GIVEN INSTRUCTION A
In the forum post about the drone flyaway, how high was the drone when it stopped climbing at 31 seconds?

╭─ PASSAGE PROVIDED

It’s good they will replace it FOC and I have accepted their kind offer but I have gone back to them to look at it again as I’m just not happy it should have behaved like that if it was simply being beside water.

Why they picked out 22 seconds is a mystery as the drone kept climbing until 31 seconds when it reached 27 meters high and didn’t go out of control untill 1:19 immediately after I centred Yaw

I am fairly persistent so won’t let them away quitely :wink:

DJI Reply;
" We have now received results of the data analysis for the flyaway case and please inform us, on how you wish to proceed in regards to your remote controller.

The result is as follows:

1. The aircraft worked under GPS mode;

2. Flight Time T=00:22, Relative Height H=8.4 m, Distance to Home Point D=5.2 m, The aircraft stayed close to the water. Drift of aircraft and accidents due to ineffective positioning of aircraft on the water surface.

3. The incident coordinate: 36.6227207, 29.0998615;

4. The DJI Neo user manual has instructions that the aircraft cannot be flown over water; Please keep the water at least 10m above the surface to fly.

╰─

GIVEN INSTRUCTION B
Go through the entries below and copy out every line that contains the word "hillside". Case counts.

╭─ DATA TO USE

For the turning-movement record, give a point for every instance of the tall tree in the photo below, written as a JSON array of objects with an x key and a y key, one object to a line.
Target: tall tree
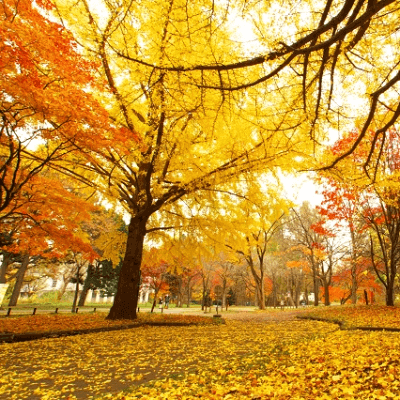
[
  {"x": 44, "y": 96},
  {"x": 178, "y": 142}
]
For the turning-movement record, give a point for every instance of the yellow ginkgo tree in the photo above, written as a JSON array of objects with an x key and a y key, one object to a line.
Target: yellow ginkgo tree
[{"x": 176, "y": 142}]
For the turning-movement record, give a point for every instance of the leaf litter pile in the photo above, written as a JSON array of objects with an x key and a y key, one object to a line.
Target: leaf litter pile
[{"x": 242, "y": 359}]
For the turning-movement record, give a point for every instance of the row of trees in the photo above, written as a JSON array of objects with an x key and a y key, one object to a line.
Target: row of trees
[{"x": 161, "y": 109}]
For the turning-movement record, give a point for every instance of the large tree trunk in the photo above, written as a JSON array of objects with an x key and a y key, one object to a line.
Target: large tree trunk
[
  {"x": 19, "y": 281},
  {"x": 126, "y": 298}
]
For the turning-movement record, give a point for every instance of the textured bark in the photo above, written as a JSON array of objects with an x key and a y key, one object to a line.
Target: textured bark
[
  {"x": 126, "y": 298},
  {"x": 19, "y": 281},
  {"x": 7, "y": 260},
  {"x": 86, "y": 286}
]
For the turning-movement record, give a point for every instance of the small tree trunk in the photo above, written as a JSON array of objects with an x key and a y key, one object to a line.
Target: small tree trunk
[
  {"x": 316, "y": 291},
  {"x": 7, "y": 258},
  {"x": 76, "y": 291},
  {"x": 366, "y": 297},
  {"x": 19, "y": 281},
  {"x": 326, "y": 294},
  {"x": 389, "y": 296},
  {"x": 86, "y": 286},
  {"x": 154, "y": 301}
]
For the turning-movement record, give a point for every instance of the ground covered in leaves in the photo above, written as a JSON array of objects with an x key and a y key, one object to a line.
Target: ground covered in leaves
[
  {"x": 373, "y": 316},
  {"x": 257, "y": 355},
  {"x": 53, "y": 323}
]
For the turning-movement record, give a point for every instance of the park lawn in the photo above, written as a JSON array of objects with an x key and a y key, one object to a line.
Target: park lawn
[
  {"x": 375, "y": 316},
  {"x": 53, "y": 323}
]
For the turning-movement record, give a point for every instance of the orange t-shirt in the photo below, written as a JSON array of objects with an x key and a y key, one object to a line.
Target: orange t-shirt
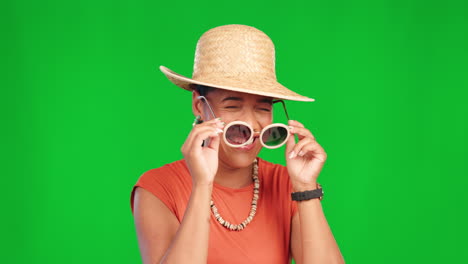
[{"x": 265, "y": 240}]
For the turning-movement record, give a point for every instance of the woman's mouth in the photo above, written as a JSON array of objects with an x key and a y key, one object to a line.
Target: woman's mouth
[{"x": 250, "y": 146}]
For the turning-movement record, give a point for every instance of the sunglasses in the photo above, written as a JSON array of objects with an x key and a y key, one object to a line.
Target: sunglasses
[{"x": 237, "y": 134}]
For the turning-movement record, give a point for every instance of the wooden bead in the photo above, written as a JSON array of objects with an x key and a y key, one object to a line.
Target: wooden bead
[{"x": 253, "y": 209}]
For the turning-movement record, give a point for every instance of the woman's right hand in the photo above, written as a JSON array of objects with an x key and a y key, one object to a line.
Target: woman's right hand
[{"x": 203, "y": 161}]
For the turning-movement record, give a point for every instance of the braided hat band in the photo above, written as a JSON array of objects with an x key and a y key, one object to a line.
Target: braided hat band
[{"x": 238, "y": 58}]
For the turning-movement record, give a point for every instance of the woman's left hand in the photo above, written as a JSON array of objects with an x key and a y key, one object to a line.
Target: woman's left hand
[{"x": 304, "y": 159}]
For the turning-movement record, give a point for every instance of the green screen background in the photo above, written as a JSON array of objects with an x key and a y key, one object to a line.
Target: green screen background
[{"x": 85, "y": 111}]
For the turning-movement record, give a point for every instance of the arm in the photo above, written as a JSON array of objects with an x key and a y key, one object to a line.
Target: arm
[
  {"x": 160, "y": 236},
  {"x": 311, "y": 239},
  {"x": 195, "y": 227}
]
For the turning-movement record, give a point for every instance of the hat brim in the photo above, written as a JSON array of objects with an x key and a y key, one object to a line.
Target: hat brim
[{"x": 279, "y": 91}]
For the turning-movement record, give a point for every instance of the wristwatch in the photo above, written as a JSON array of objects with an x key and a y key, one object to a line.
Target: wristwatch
[{"x": 307, "y": 195}]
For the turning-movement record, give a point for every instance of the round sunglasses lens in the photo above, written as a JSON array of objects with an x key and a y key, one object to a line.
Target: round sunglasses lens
[
  {"x": 238, "y": 134},
  {"x": 274, "y": 136}
]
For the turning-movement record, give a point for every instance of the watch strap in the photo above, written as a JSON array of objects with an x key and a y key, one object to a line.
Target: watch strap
[{"x": 307, "y": 195}]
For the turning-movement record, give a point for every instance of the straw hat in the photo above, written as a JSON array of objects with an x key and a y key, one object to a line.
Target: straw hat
[{"x": 238, "y": 58}]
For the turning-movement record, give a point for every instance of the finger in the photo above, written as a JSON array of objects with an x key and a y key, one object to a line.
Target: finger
[
  {"x": 215, "y": 123},
  {"x": 300, "y": 145},
  {"x": 196, "y": 137},
  {"x": 295, "y": 123},
  {"x": 214, "y": 144},
  {"x": 290, "y": 143},
  {"x": 315, "y": 150},
  {"x": 301, "y": 132}
]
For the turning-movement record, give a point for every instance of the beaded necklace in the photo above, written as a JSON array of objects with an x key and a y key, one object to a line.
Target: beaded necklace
[{"x": 253, "y": 209}]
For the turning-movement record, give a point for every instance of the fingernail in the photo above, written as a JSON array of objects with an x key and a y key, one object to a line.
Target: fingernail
[{"x": 292, "y": 154}]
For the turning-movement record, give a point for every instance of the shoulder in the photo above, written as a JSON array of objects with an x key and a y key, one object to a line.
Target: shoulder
[
  {"x": 166, "y": 177},
  {"x": 172, "y": 169}
]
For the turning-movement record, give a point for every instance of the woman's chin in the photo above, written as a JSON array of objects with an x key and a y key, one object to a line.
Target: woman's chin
[{"x": 239, "y": 158}]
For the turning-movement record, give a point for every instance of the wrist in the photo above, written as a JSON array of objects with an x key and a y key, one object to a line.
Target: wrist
[{"x": 301, "y": 187}]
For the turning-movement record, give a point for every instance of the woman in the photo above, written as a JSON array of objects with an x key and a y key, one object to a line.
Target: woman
[{"x": 221, "y": 203}]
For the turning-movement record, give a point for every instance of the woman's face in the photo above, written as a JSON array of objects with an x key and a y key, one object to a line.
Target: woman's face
[{"x": 231, "y": 106}]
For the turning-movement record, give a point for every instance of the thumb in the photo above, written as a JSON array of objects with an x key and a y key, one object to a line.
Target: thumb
[
  {"x": 290, "y": 144},
  {"x": 215, "y": 142}
]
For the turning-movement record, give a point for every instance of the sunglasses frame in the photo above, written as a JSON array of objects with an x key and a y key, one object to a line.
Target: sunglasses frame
[{"x": 252, "y": 132}]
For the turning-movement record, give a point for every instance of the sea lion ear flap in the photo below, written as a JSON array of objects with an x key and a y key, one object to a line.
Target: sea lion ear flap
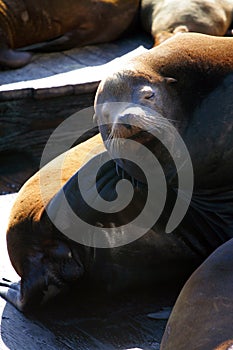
[{"x": 169, "y": 80}]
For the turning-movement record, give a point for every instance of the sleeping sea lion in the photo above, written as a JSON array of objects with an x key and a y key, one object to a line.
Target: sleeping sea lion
[
  {"x": 70, "y": 24},
  {"x": 164, "y": 18},
  {"x": 184, "y": 84},
  {"x": 202, "y": 316}
]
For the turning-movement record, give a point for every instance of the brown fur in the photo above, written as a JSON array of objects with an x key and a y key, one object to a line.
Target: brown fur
[{"x": 83, "y": 22}]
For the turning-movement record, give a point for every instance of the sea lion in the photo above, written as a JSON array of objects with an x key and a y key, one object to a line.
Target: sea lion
[
  {"x": 179, "y": 83},
  {"x": 164, "y": 18},
  {"x": 202, "y": 316},
  {"x": 70, "y": 24}
]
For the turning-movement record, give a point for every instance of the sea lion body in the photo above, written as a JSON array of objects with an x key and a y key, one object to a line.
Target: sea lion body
[
  {"x": 163, "y": 18},
  {"x": 181, "y": 86},
  {"x": 23, "y": 23},
  {"x": 202, "y": 316}
]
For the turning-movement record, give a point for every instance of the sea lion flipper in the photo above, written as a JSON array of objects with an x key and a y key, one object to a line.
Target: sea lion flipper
[
  {"x": 13, "y": 59},
  {"x": 162, "y": 314}
]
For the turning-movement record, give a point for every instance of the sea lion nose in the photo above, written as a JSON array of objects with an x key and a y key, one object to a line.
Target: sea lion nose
[{"x": 125, "y": 120}]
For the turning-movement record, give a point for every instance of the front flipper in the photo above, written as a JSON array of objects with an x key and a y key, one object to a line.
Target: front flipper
[{"x": 13, "y": 59}]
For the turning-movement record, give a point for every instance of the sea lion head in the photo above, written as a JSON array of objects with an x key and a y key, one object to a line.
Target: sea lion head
[
  {"x": 137, "y": 104},
  {"x": 178, "y": 87}
]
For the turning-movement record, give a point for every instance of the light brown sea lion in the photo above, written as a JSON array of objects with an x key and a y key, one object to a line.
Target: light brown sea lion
[
  {"x": 176, "y": 83},
  {"x": 71, "y": 23},
  {"x": 202, "y": 316},
  {"x": 164, "y": 18}
]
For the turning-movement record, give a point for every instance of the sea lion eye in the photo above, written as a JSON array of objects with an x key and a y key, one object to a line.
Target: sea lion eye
[{"x": 149, "y": 96}]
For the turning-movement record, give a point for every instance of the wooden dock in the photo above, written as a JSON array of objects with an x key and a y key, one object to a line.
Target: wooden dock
[{"x": 35, "y": 99}]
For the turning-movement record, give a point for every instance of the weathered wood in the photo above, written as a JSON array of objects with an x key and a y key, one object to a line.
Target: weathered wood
[{"x": 82, "y": 321}]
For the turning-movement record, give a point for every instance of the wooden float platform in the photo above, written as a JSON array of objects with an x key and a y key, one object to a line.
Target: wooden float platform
[
  {"x": 35, "y": 99},
  {"x": 80, "y": 322}
]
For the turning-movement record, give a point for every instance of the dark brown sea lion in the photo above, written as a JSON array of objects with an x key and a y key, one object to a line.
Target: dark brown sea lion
[
  {"x": 164, "y": 18},
  {"x": 202, "y": 316},
  {"x": 74, "y": 23},
  {"x": 187, "y": 82}
]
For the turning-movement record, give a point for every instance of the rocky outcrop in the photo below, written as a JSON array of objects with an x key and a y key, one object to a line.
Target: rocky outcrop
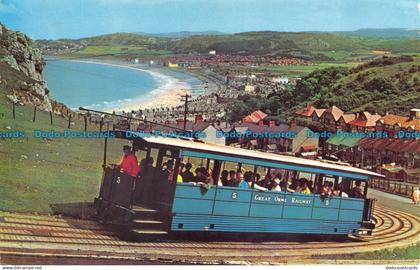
[{"x": 17, "y": 52}]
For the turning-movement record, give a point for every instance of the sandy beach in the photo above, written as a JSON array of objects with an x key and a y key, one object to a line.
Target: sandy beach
[{"x": 167, "y": 94}]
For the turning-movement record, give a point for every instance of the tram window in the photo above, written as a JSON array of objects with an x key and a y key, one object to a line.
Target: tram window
[
  {"x": 358, "y": 189},
  {"x": 154, "y": 155}
]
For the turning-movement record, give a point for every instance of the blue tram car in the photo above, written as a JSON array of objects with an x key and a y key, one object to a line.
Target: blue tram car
[{"x": 152, "y": 204}]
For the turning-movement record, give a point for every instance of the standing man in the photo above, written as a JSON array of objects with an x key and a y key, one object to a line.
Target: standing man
[{"x": 128, "y": 163}]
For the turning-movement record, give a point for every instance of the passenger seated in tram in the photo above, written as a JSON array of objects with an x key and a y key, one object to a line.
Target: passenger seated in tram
[
  {"x": 240, "y": 180},
  {"x": 179, "y": 178},
  {"x": 357, "y": 190},
  {"x": 257, "y": 179},
  {"x": 200, "y": 175},
  {"x": 275, "y": 184},
  {"x": 304, "y": 189},
  {"x": 326, "y": 190},
  {"x": 247, "y": 181},
  {"x": 311, "y": 186},
  {"x": 337, "y": 192},
  {"x": 168, "y": 170},
  {"x": 187, "y": 175},
  {"x": 267, "y": 180},
  {"x": 128, "y": 164},
  {"x": 232, "y": 178},
  {"x": 286, "y": 186},
  {"x": 209, "y": 176},
  {"x": 224, "y": 178},
  {"x": 296, "y": 185}
]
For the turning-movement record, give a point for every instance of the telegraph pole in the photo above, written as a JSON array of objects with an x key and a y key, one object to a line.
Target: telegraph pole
[{"x": 185, "y": 99}]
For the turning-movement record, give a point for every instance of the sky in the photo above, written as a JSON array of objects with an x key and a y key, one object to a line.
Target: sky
[{"x": 53, "y": 19}]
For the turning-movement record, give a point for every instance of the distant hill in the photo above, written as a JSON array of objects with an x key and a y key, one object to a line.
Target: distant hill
[
  {"x": 299, "y": 43},
  {"x": 313, "y": 46},
  {"x": 387, "y": 84},
  {"x": 181, "y": 34},
  {"x": 384, "y": 33}
]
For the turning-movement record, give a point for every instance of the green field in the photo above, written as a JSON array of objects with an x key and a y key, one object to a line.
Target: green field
[{"x": 48, "y": 176}]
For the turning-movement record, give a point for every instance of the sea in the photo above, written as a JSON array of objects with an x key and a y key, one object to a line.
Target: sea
[{"x": 110, "y": 87}]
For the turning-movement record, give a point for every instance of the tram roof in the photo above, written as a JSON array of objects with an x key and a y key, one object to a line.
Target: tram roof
[{"x": 188, "y": 147}]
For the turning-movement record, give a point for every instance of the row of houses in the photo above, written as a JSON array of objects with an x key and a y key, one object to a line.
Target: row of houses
[
  {"x": 335, "y": 119},
  {"x": 255, "y": 131},
  {"x": 372, "y": 152}
]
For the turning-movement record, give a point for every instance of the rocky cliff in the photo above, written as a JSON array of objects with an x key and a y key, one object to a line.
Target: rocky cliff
[{"x": 21, "y": 68}]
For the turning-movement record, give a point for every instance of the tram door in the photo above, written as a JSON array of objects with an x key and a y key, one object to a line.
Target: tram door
[{"x": 157, "y": 179}]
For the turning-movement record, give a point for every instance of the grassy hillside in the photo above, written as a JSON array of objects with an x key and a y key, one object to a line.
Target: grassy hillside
[
  {"x": 50, "y": 176},
  {"x": 315, "y": 46}
]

╰─

EXERCISE ANSWER A
27 meters.

EXERCISE ANSWER B
For the turning-movement record, give a point for every instance of the grassy hillside in the photo above, written as a JSON array of objects with an x key and a y key, one object to a line.
Target: grassy hillside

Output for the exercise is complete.